The interspecific differences should therefore be explained by anatomical or physiological characteristics that influence gut microbiota, and that differ between magpies and great spotted cuckoos. Innate and adaptive immune system, gut morphology and mucus characteristics can differentially select components of the intestinal microbiota [28, 30, 65,66,67]. We know that great spotted cuckoos and magpies differ in their immune system [68]; that cellular immunity of magpies and body condition of great spotted cuckoos predicted cloacal microbiota [69]; and that, different from magpies, the intestine morphology of cuckoos is shorter and contains a relative large caecum [43]. These interspecific morphological and physiological differences are therefore likely explanations for the detected interspecific differences in the intestinal microbiota that deserve further investigation. Future studies could, for instance, explore the effect of the immune system by experimentally enhancing cellular immune response [70], and exploring differential interspecific effects in intestinal microbiotas of magpies and of great spotted cuckoos developing under identical environmental conditions. The study system would also allow exploring the consequences of having different intestinal microbiota but feeding similar diets in terms of, for instance, nutrient absorption capacity. Intestinal digestibility of great spotted cuckoo nestlings is less efficient than that of magpie host nestlings [71], so this might be related to the detected differences in their intestinal microbiota. The association between intestinal microbiotas and nutrients in the feces of cuckoo and host nestlings growing in the same nest would allow detecting bacteria responsible for the interspecific differences in nutrient absorption. Shotgun metagenomics and multi-omic methodologies applied to the cuckoo-host system will allow us to understand the causes and consequences of the detected interspecific differences, and, thus, exploring genetic mechanisms behind the genetic effect of microbiota while controlling for environmental conditions.

» Natural-language object grounding data

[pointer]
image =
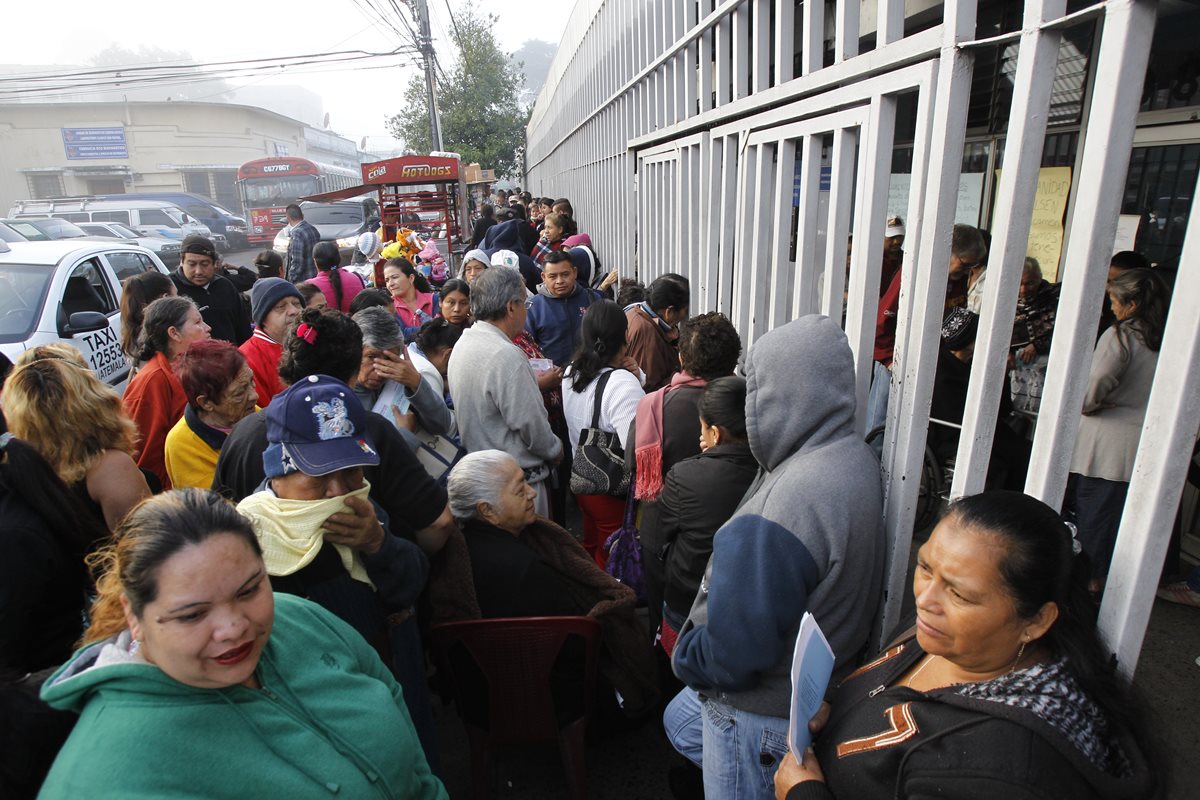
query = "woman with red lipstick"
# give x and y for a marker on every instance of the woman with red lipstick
(196, 680)
(1005, 691)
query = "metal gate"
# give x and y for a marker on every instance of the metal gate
(748, 139)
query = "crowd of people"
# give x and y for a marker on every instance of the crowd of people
(222, 583)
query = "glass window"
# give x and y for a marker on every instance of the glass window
(126, 265)
(156, 217)
(279, 191)
(88, 290)
(1158, 190)
(22, 295)
(111, 216)
(96, 229)
(335, 214)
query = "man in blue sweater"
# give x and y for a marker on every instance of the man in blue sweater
(556, 312)
(809, 536)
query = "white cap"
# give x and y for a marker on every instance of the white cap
(507, 258)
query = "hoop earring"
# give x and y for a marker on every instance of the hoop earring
(1020, 654)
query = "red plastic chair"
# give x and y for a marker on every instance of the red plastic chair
(515, 657)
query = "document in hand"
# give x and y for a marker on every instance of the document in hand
(391, 398)
(811, 668)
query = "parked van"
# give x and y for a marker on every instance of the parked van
(148, 217)
(220, 221)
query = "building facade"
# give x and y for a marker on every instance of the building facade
(112, 148)
(744, 142)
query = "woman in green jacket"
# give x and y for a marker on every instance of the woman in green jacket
(196, 680)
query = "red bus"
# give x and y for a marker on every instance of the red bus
(268, 185)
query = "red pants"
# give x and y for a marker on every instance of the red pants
(603, 515)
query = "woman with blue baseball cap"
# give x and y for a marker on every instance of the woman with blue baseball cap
(325, 540)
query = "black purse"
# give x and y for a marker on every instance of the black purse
(599, 465)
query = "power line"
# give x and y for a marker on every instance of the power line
(163, 74)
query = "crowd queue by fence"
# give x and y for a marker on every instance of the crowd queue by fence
(222, 584)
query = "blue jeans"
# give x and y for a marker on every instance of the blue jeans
(738, 751)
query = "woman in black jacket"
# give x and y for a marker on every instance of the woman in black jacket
(700, 494)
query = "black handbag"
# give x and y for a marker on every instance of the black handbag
(599, 465)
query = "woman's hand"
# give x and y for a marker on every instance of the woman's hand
(399, 368)
(791, 773)
(550, 379)
(406, 421)
(359, 530)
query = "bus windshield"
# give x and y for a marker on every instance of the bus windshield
(277, 190)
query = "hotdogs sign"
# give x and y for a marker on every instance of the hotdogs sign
(412, 169)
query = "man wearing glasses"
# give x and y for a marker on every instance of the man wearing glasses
(967, 251)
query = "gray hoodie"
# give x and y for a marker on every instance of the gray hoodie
(809, 536)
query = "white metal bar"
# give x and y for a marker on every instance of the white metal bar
(845, 43)
(813, 44)
(888, 22)
(864, 274)
(1125, 48)
(785, 40)
(1032, 84)
(741, 50)
(761, 46)
(905, 444)
(759, 275)
(743, 278)
(1173, 416)
(780, 264)
(724, 61)
(841, 176)
(807, 226)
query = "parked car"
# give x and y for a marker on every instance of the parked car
(148, 217)
(219, 220)
(167, 250)
(7, 233)
(46, 229)
(340, 222)
(70, 292)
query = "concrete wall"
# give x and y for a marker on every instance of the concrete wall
(163, 139)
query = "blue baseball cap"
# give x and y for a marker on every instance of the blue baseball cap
(317, 426)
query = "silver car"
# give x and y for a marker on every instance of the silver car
(167, 250)
(70, 290)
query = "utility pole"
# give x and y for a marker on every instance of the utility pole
(431, 96)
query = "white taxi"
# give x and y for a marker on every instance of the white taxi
(70, 290)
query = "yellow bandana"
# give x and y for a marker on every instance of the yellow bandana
(291, 533)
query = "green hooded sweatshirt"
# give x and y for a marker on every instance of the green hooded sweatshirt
(329, 721)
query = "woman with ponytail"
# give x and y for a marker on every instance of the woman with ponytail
(1002, 690)
(339, 286)
(45, 534)
(414, 300)
(191, 661)
(601, 367)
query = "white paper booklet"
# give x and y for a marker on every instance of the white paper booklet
(811, 667)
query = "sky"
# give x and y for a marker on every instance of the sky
(222, 30)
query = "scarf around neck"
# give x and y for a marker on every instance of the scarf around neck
(648, 446)
(291, 533)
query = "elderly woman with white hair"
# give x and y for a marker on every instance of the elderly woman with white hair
(523, 565)
(390, 384)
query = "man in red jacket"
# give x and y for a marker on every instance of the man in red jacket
(275, 305)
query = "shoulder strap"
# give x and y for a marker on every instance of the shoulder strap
(601, 382)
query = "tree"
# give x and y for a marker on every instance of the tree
(481, 116)
(197, 88)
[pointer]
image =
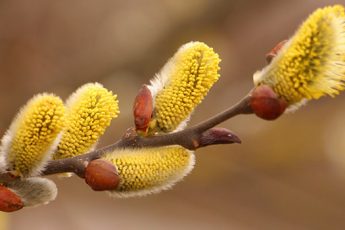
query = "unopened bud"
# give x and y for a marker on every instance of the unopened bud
(142, 109)
(266, 104)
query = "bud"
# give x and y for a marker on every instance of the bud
(149, 170)
(33, 135)
(142, 109)
(101, 175)
(181, 85)
(311, 64)
(9, 201)
(266, 104)
(89, 112)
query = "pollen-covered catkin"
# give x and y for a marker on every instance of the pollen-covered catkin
(33, 135)
(311, 64)
(149, 170)
(182, 84)
(89, 112)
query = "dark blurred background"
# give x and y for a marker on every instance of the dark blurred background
(287, 174)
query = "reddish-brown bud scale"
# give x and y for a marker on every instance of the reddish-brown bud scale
(9, 201)
(266, 104)
(142, 109)
(101, 175)
(275, 51)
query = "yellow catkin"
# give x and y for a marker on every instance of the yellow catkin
(312, 63)
(183, 83)
(4, 219)
(148, 170)
(33, 134)
(89, 112)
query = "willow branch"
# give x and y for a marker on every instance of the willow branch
(200, 135)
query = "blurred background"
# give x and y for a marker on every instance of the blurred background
(287, 174)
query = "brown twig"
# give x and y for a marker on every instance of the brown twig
(200, 135)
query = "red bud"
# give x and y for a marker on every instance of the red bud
(101, 175)
(9, 201)
(142, 109)
(275, 51)
(266, 104)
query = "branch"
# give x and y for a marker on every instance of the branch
(200, 135)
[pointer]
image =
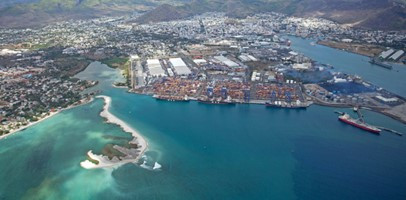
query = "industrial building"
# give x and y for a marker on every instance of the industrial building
(397, 55)
(226, 61)
(386, 54)
(155, 68)
(180, 67)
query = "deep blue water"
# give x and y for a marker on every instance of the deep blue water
(392, 80)
(206, 152)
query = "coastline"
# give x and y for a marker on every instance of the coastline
(131, 155)
(354, 52)
(50, 114)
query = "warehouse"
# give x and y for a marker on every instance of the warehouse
(386, 54)
(397, 55)
(155, 68)
(226, 61)
(180, 66)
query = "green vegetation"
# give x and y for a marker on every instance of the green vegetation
(41, 46)
(119, 63)
(92, 160)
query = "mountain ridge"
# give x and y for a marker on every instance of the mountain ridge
(372, 14)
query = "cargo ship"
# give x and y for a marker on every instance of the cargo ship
(171, 98)
(379, 63)
(216, 101)
(358, 123)
(280, 104)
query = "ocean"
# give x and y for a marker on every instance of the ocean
(206, 152)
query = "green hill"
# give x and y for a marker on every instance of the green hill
(375, 14)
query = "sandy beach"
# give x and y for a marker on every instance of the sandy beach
(132, 155)
(14, 131)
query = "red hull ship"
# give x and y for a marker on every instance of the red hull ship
(359, 124)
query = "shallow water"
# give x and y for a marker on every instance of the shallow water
(206, 152)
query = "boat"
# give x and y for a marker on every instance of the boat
(171, 98)
(279, 104)
(379, 63)
(358, 123)
(272, 105)
(214, 101)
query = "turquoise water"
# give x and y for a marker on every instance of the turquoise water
(206, 152)
(392, 80)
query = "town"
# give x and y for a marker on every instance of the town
(210, 58)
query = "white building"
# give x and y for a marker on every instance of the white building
(155, 68)
(397, 55)
(386, 54)
(226, 61)
(180, 66)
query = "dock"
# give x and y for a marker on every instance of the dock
(390, 130)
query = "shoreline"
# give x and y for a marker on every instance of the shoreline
(354, 52)
(50, 114)
(316, 102)
(132, 155)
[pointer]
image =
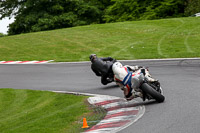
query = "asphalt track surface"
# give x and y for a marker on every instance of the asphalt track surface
(180, 79)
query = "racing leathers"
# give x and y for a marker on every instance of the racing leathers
(103, 67)
(123, 77)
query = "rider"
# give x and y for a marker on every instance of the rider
(102, 67)
(123, 77)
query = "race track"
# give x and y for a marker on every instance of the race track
(179, 78)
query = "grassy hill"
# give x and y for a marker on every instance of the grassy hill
(165, 38)
(30, 111)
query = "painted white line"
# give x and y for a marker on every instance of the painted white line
(121, 109)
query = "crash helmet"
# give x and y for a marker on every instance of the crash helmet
(92, 57)
(119, 71)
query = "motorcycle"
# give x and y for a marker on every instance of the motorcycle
(149, 89)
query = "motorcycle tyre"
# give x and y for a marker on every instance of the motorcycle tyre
(153, 93)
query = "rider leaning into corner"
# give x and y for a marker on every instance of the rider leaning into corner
(102, 67)
(123, 78)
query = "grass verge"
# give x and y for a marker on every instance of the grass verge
(23, 111)
(164, 38)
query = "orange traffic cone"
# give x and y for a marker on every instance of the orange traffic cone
(85, 123)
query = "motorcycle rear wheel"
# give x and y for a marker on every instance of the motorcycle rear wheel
(153, 93)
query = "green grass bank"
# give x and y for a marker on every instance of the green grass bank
(164, 38)
(28, 111)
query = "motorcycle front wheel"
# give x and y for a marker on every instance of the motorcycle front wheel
(153, 93)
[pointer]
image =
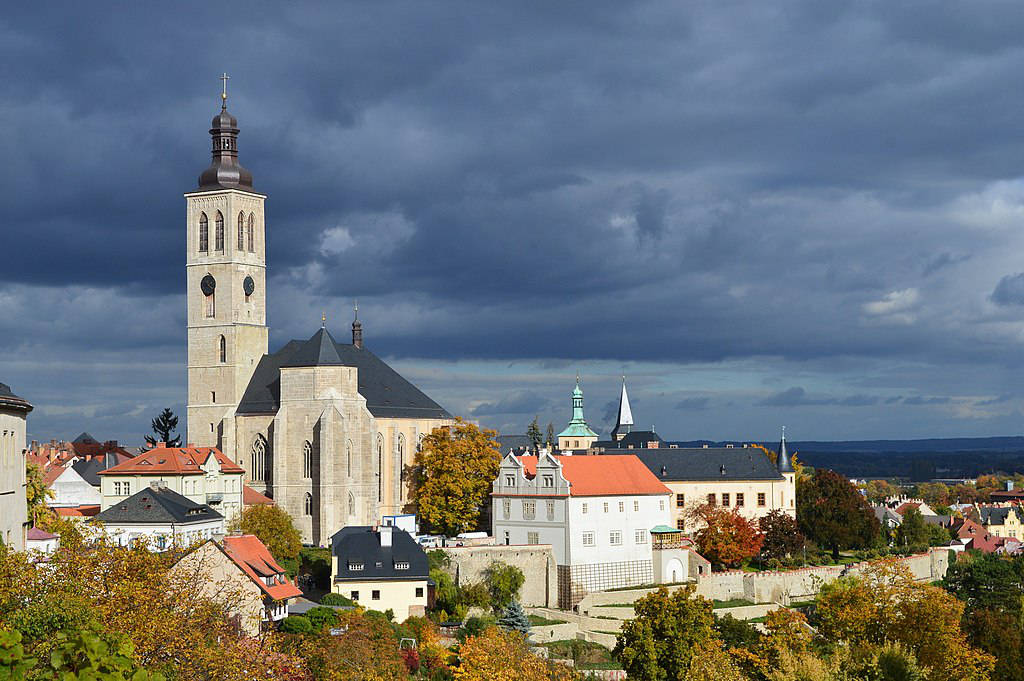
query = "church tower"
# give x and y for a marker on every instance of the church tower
(225, 266)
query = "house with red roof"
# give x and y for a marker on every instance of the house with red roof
(202, 474)
(596, 512)
(241, 570)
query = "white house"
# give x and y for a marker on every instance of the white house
(596, 512)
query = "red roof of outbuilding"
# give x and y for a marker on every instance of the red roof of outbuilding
(174, 461)
(255, 560)
(604, 475)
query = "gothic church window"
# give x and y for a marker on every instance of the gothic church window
(218, 235)
(204, 233)
(258, 460)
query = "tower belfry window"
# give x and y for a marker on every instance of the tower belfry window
(204, 233)
(218, 240)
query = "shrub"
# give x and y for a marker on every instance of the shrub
(296, 624)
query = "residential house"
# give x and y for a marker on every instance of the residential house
(241, 570)
(161, 515)
(596, 512)
(381, 568)
(202, 474)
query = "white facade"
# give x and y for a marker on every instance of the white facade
(600, 541)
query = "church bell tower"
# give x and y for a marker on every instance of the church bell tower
(225, 267)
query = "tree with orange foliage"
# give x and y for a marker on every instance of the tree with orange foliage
(495, 655)
(725, 537)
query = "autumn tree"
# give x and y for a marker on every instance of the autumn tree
(725, 537)
(781, 535)
(885, 604)
(273, 526)
(833, 513)
(455, 468)
(497, 655)
(163, 427)
(668, 630)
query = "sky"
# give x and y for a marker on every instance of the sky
(807, 214)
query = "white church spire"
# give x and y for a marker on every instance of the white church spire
(625, 419)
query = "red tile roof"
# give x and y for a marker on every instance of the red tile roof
(603, 476)
(174, 461)
(252, 498)
(255, 560)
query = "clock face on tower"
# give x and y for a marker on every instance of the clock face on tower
(208, 285)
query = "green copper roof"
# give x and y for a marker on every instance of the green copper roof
(578, 426)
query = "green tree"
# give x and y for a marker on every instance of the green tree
(455, 468)
(514, 619)
(913, 530)
(163, 427)
(659, 642)
(503, 582)
(36, 495)
(273, 526)
(833, 513)
(534, 433)
(781, 535)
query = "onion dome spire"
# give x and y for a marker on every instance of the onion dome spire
(784, 463)
(224, 171)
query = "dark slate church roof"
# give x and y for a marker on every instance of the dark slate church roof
(156, 506)
(361, 545)
(387, 393)
(707, 464)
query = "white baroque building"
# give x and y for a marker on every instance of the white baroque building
(596, 512)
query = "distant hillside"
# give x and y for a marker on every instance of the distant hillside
(914, 459)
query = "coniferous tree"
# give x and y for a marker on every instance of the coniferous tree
(164, 426)
(534, 433)
(514, 619)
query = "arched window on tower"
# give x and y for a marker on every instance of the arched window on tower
(380, 467)
(257, 462)
(218, 235)
(204, 233)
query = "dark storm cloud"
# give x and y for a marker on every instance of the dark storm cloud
(774, 182)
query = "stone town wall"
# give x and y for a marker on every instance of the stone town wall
(537, 563)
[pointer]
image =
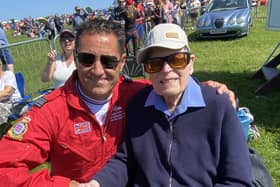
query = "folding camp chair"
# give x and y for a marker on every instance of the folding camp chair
(25, 103)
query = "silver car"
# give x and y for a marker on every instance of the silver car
(225, 18)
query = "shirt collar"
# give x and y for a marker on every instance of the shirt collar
(192, 97)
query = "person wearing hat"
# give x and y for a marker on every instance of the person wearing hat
(60, 66)
(179, 132)
(5, 55)
(9, 93)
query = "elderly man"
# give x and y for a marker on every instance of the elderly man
(77, 127)
(179, 132)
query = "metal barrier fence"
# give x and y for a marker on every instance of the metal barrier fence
(30, 57)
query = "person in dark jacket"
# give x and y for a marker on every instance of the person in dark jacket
(179, 132)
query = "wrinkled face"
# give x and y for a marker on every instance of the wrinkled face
(170, 82)
(96, 80)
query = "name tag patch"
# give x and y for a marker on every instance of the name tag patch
(80, 128)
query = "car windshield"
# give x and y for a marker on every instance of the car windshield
(219, 5)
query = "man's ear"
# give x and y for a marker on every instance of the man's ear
(122, 60)
(191, 63)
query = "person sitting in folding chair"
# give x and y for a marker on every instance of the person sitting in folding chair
(9, 93)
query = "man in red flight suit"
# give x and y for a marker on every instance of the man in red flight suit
(77, 127)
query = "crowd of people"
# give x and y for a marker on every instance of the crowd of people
(95, 126)
(78, 127)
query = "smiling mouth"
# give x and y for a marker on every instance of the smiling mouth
(168, 80)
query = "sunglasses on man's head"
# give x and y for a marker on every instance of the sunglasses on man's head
(107, 61)
(176, 61)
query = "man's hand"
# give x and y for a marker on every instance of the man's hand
(222, 88)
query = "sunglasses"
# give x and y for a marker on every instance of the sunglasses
(176, 61)
(67, 38)
(107, 61)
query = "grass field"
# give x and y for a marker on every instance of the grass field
(233, 62)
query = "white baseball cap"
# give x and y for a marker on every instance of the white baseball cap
(165, 35)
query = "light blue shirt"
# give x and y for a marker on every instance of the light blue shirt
(192, 97)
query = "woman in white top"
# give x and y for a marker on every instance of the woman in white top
(9, 93)
(60, 66)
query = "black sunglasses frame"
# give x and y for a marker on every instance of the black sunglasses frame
(88, 59)
(166, 59)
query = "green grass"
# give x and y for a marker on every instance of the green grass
(233, 62)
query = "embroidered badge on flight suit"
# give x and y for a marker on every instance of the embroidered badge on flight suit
(17, 131)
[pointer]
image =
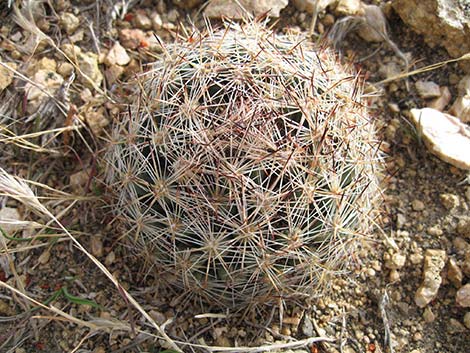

» What you will do
• 1. In the passage on magpie and great spotted cuckoo gut microbiota, the nestlings of which species have less efficient intestinal digestibility?
• 2. Write the next part of the passage on magpie and great spotted cuckoo gut microbiota, starting after its final sentence.

» Numbered answers
• 1. Great spotted cuckoo nestlings.

• 2.
To summarize, our results strongly suggest a genetic component determining the intestinal microbiota of the study species while controlling for the effect of several environmental components including both abiotic and biotic conditions related to nest of rearing as parental identity, behavior and diet. The fact that interspecific differences in esophageal microbiota were not strong strengthens the possibility that interspecific differences in gut morphology and physiology are responsible for the observed differences in gut microbiota. Similar to laboratory experiments, the reproductive strategy of brood parasitism allows researchers to locate genetically unrelated individuals under identical environmental conditions and diet, where exploration of the influence of the genetic component on gut microbiota under natural conditions is made possible. This approach escapes from the undesired effects of captivity in gut microbiota [28, 72, 73], and, thus, brood parasitism should be considered a model system for exploring genetic and environmental factors affecting gut microbiota of animals as well as mechanisms and related consequences.